• _Aufgabe_:
Aktualisiere im Forumsthread über den Nömmen See den Abschnitt von „## Shadrap (14.“ bis „richtig aktiv werden.“, indem du „Zander“ durch „Barsche“ ersetzt, und gib ihn vollständig wieder.

======== Dokument

# Suche Info`s über den Nömmen see



## klax (14. Januar 2009)

Moin Moin der Klax hier 

ich habe für Juni ein Ferienhaus in Schweden am Nömmen See gebucht und suche eine Gewässerkarte und weiter Info`s zu diesem See
hoffe ihr könnt mir weiterhelfen 

danke im voraus 

MFG KLAX


----------



## Shadrap (14. Januar 2009)

*AW: Suche Info`s über den Nömmen see*

Moin Klax,

schau mal hier:

http://vinna.vetlanda.se/kartor/djupkarta/djupjava.asp

da gibt es Tiefenkarten von vielen Seen, auch vom Nömmen.

Der Juni sollte ein guter Monat sein. Im Nömmen gibt es viele Zander, die bei steigenden Wassertemperaturen richtig aktiv werden.


----------



## klax (15. Januar 2009)

================
======== Datenauszug

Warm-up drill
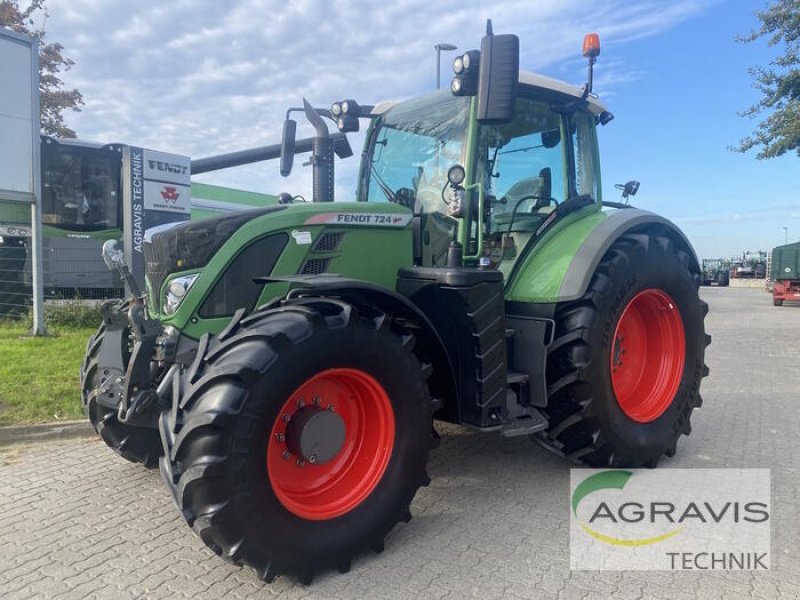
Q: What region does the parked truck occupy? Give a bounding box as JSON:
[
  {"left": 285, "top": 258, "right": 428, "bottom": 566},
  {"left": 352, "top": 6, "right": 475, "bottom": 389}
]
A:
[
  {"left": 770, "top": 242, "right": 800, "bottom": 306},
  {"left": 82, "top": 28, "right": 710, "bottom": 582}
]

================

• _Ausgabe_:
## Shadrap (14. Januar 2009)

*AW: Suche Info`s über den Nömmen see*

Moin Klax,

schau mal hier:

http://vinna.vetlanda.se/kartor/djupkarta/djupjava.asp

da gibt es Tiefenkarten von vielen Seen, auch vom Nömmen.

Der Juni sollte ein guter Monat sein. Im Nömmen gibt es viele Barsche, die bei steigenden Wassertemperaturen richtig aktiv werden.